### TASK DETAILS
Reproduce the data below word for word, leaving out the pictures.

### RECORDS FOR THIS EXERCISE
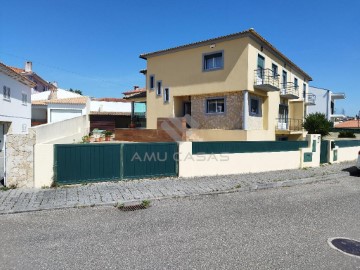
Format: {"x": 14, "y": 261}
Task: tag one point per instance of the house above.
{"x": 325, "y": 103}
{"x": 15, "y": 106}
{"x": 137, "y": 97}
{"x": 233, "y": 87}
{"x": 109, "y": 113}
{"x": 56, "y": 105}
{"x": 40, "y": 84}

### SOLUTION TO THIS TASK
Format: {"x": 14, "y": 261}
Task: tag one point per instance of the house above.
{"x": 325, "y": 103}
{"x": 15, "y": 106}
{"x": 137, "y": 97}
{"x": 233, "y": 87}
{"x": 109, "y": 113}
{"x": 56, "y": 105}
{"x": 40, "y": 84}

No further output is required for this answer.